● Exercise
Print verbatim the lines of the entries from the one containing "find the metal handrail;" to the last, inclusive, and no others.

● Listed entries

<<<<

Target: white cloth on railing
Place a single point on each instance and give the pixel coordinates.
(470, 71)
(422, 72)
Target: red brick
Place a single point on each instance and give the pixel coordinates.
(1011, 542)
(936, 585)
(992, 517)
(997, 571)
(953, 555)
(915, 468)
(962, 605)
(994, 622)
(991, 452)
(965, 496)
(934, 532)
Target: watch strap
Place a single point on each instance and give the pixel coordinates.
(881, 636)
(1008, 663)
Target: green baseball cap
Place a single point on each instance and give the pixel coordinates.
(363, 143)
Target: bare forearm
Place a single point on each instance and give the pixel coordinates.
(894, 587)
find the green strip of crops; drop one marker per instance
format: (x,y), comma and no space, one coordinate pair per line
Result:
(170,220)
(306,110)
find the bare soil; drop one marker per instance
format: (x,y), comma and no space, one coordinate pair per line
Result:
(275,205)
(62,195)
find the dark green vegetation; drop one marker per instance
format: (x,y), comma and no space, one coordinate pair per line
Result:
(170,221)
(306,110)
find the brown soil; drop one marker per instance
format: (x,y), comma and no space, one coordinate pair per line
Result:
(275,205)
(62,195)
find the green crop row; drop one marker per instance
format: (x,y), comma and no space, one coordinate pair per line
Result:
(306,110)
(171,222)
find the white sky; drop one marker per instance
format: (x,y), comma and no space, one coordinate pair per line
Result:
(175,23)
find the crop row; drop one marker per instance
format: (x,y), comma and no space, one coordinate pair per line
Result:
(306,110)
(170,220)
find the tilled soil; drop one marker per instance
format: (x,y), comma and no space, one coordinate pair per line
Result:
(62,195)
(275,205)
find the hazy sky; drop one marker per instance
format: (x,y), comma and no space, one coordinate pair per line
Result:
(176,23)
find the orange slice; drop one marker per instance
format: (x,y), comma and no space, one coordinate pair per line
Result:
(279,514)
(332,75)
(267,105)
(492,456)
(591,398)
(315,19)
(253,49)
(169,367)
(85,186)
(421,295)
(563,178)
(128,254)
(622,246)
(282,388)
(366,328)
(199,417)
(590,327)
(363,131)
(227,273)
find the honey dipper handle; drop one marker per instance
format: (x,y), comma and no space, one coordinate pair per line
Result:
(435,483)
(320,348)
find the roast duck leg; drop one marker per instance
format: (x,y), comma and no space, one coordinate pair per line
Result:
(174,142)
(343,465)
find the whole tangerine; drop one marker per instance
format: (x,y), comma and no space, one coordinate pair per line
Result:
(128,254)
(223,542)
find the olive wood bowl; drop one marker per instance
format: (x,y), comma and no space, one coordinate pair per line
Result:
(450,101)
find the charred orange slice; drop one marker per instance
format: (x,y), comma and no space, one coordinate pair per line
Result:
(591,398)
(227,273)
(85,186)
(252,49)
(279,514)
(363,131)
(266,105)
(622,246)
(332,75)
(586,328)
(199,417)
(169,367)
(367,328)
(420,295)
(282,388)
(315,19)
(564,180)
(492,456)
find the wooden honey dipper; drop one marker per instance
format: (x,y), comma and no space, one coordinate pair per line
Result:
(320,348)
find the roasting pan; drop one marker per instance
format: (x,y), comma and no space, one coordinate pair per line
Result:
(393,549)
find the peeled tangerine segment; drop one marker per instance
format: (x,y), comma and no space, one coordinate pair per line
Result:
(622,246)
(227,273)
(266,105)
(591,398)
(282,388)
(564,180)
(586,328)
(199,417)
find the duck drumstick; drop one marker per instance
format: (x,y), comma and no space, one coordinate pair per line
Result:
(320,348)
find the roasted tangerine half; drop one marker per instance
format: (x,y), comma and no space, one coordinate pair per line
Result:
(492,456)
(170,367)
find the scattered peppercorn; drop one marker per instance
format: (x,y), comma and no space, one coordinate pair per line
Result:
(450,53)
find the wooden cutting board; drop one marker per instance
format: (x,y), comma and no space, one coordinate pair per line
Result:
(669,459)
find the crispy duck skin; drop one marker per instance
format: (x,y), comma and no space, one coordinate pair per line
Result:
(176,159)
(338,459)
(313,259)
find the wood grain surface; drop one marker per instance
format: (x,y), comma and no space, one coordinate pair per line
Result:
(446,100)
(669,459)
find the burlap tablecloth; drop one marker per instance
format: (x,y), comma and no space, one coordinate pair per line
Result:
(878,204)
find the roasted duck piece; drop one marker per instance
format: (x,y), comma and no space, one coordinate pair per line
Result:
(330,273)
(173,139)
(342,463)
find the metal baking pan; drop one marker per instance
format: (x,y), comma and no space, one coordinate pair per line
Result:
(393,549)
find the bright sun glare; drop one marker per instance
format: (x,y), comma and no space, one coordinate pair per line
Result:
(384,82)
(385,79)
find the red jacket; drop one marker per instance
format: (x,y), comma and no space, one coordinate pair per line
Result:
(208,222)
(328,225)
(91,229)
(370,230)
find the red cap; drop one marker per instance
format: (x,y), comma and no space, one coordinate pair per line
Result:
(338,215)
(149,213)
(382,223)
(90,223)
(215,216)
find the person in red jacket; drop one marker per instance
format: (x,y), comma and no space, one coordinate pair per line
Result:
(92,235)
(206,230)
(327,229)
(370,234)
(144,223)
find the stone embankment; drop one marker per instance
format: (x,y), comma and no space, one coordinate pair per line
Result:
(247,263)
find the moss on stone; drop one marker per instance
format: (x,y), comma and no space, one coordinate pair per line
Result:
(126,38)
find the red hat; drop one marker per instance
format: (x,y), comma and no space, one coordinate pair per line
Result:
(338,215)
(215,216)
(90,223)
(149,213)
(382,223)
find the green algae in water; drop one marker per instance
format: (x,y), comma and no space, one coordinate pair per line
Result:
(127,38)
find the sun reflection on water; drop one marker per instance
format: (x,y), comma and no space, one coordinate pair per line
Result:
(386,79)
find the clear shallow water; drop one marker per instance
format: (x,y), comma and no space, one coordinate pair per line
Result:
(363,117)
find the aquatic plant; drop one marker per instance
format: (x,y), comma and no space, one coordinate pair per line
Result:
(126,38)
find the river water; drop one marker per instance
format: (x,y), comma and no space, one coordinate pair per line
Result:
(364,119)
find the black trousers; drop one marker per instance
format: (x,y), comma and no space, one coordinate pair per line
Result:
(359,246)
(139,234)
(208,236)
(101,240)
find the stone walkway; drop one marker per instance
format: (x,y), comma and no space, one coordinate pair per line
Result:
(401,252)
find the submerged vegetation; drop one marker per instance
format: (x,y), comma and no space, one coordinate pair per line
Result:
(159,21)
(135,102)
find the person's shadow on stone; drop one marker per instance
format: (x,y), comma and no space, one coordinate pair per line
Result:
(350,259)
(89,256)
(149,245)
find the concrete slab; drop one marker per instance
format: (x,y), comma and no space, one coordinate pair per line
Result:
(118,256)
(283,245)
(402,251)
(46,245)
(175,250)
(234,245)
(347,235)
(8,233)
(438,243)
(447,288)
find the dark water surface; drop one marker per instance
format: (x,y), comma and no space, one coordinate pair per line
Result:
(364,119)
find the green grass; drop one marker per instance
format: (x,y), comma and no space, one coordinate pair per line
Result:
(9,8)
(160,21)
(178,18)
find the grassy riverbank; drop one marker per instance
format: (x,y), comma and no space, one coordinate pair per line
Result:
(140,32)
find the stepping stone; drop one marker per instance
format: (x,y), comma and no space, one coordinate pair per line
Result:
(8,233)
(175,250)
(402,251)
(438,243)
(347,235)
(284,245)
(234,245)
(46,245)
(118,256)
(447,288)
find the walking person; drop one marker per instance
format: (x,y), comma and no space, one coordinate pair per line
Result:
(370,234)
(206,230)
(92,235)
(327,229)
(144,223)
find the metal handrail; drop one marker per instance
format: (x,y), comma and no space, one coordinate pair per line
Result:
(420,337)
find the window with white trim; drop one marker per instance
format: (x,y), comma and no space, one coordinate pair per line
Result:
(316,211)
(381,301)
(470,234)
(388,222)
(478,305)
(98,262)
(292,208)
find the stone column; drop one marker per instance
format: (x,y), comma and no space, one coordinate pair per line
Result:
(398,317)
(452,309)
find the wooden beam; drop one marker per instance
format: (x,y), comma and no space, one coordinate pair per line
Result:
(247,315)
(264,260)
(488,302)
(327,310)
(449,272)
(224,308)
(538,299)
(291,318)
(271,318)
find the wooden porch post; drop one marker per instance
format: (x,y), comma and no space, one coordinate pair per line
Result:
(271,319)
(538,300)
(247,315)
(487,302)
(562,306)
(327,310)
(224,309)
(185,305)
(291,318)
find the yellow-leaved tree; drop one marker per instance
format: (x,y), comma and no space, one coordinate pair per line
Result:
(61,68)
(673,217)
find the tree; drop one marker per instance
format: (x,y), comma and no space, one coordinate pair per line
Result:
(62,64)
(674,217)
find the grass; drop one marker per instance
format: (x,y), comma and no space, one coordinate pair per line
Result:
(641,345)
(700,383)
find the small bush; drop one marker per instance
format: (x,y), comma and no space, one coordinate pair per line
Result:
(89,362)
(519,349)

>>>>

● Correct output
find the metal handrail; drop one marker per instance
format: (x,y), comma and no space, one coordinate pair per line
Result:
(420,337)
find the window with white trim; drop one marker per instance
format: (x,y), comma and no space, one coordinate pair per line
Result:
(316,211)
(381,301)
(470,234)
(388,222)
(478,305)
(98,262)
(292,208)
find the stone column; drop one marker per instance
format: (x,y), comma and no space, one coordinate pair per line
Result:
(398,317)
(452,309)
find the wooden beam; drop one marker per instance
format: (x,y), comma and no space, one coordinate pair per line
Result:
(247,315)
(264,260)
(488,302)
(327,310)
(449,272)
(224,308)
(538,299)
(291,318)
(271,318)
find the wooden porch post; drop one marker per instance
format: (x,y), comma and no space, one coordinate pair per line
Result:
(271,319)
(538,300)
(247,315)
(487,302)
(562,306)
(327,310)
(224,309)
(185,305)
(291,318)
find the yellow-leaved tree; drop one marker per instance
format: (x,y), comma and no space, one coordinate pair per line
Result:
(61,68)
(673,217)
find the tree; drop one marker per instance
format: (x,y), comma and no space, one coordinate pair per line
Result:
(62,64)
(674,217)
find the grass; drop one marker per instance
format: (x,y), comma and no space, one coordinate pair per line
Result:
(641,345)
(700,383)
find the small bush; drop one marker per instance
format: (x,y), comma and no space, one coordinate pair per line
Result:
(89,362)
(519,349)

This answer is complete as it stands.